= Beginning of Section =

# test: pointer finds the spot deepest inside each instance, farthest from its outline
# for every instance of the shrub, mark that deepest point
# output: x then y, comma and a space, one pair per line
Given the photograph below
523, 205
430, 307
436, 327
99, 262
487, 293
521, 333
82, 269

= End of Section =

▶ _PROBLEM TO SOLVE_:
Type out the material above once more, exactly.

▶ _YOUR RESPONSE_:
# test: pointer finds the spot deepest inside each instance, farthest from its outline
# for every instance of the shrub, mark that deepest point
# output: x then y, comma and a space, one pair per line
Given the photograph below
523, 205
430, 307
436, 327
99, 262
487, 293
521, 333
82, 269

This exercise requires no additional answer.